───── SELECTED EXCERPT

In the hysterical wake of the Trump-Putin Summit in Helsinki, President Donald Trump was roundly criticised in the media for taking the side of a “hostile state” over his own intelligence agencies. The Guardian referred to Mueller as a “heroic marine” who Trump disbelieved in favour of a “Russian dictator”.
In the past, when Trump has criticised the FBI, CIA or NSA he has been accused of “undermining faith in our institutions”. He’s been blamed for a collapse of trust in the government. But was this trust ever earned?
At every corner, we are urged to simply believe what we are told. Whether it is about believing Porton Down and MI6 about “novichok”, or believing the White Helmets about Sarin, or believing the FBI about “collusion”, we are presented with no facts, just assertions from authority. Those who question those assertions are deemed “bots” at best or “traitors” at worst.
Well here, fellow traitors, are the Top Ten reasons to question anything and everything the CIA – or any intelligence agency – has ever told you.
10. OPERATION PAPERCLIP – we’ll start with an oldie but a goody. In 1945, as the allies were advancing on Berlin from both sides, American Army Intelligence (this was before the CIA were founded) were “capturing” (read: recruiting) over 1600 Nazi scientists and engineers. Most famous of them was Werhner von Braun…sorry, SS Sturmbannführer von Braun.

──────────
───── GIVEN INFORMATION

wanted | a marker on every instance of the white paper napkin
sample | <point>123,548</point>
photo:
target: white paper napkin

──────────
───── GIVEN INFORMATION

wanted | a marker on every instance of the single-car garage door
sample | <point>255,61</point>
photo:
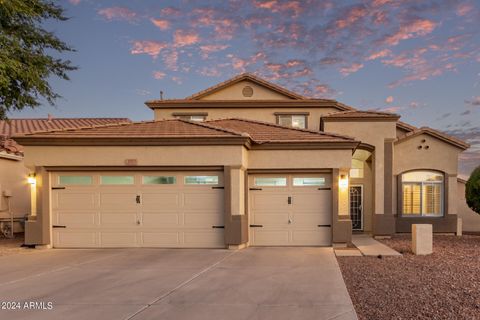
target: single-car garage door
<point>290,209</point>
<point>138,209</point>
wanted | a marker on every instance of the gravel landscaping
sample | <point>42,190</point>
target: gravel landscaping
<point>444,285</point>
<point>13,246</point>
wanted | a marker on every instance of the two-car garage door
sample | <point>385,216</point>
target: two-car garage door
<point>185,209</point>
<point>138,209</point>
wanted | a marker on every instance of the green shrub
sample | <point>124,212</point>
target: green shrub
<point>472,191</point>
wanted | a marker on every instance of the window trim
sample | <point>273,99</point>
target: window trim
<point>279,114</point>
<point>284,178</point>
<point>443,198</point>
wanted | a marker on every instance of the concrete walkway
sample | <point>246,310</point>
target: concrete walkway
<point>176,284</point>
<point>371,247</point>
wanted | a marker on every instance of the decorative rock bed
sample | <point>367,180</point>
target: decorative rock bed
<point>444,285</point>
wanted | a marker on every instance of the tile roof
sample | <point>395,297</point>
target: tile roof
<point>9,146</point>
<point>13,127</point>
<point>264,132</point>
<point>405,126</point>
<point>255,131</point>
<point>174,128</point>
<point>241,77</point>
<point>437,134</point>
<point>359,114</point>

──────────

→ EXERCISE:
In the piece on intelligence agencies, rewrite the part that opens with the words "In the past, when" and closes with "trust ever earned?", putting "confidence" in place of "trust".

→ SOLUTION FOR THIS EXERCISE:
In the past, when Trump has criticised the FBI, CIA or NSA he has been accused of “undermining faith in our institutions”. He’s been blamed for a collapse of confidence in the government. But was this confidence ever earned?